** BEGIN Material for this task **

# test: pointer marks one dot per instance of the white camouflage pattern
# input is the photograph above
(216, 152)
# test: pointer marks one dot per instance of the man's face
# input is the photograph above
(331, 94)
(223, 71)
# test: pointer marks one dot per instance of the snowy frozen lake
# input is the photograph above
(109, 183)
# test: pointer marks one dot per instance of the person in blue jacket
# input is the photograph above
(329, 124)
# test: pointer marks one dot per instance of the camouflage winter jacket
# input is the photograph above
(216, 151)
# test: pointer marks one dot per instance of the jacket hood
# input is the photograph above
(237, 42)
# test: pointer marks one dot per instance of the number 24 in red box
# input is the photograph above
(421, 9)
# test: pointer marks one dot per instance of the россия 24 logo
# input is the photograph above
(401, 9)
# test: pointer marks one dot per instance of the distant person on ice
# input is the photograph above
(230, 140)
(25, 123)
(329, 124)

** END Material for this task **
** BEGIN Material for this task **

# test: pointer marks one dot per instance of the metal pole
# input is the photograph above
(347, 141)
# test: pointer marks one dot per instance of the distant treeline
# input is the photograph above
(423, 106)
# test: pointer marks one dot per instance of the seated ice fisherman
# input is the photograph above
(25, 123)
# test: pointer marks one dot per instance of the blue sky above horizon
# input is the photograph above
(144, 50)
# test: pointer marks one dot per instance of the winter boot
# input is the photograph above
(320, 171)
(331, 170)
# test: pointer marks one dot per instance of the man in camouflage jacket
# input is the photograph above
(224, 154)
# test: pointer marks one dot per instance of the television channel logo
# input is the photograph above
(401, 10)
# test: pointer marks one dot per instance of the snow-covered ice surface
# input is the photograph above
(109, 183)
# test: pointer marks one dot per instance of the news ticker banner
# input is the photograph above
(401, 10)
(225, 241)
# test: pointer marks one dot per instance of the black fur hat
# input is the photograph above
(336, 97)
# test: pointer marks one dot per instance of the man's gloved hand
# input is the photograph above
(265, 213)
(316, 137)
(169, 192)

** END Material for this task **
** BEGIN Material for this task **

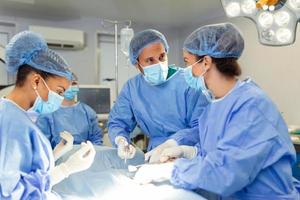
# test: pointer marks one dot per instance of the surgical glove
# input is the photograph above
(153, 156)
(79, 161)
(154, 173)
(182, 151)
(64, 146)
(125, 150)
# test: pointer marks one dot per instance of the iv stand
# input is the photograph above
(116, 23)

** END Material for this task **

Exercise requirements: Find every line in the data above that contains the word "winter", and copy each of those lines.

Right answer:
# test: pointer marks one dot per instance of the camouflage winter jacket
# test: pointer marks one dot per instance of the winter boot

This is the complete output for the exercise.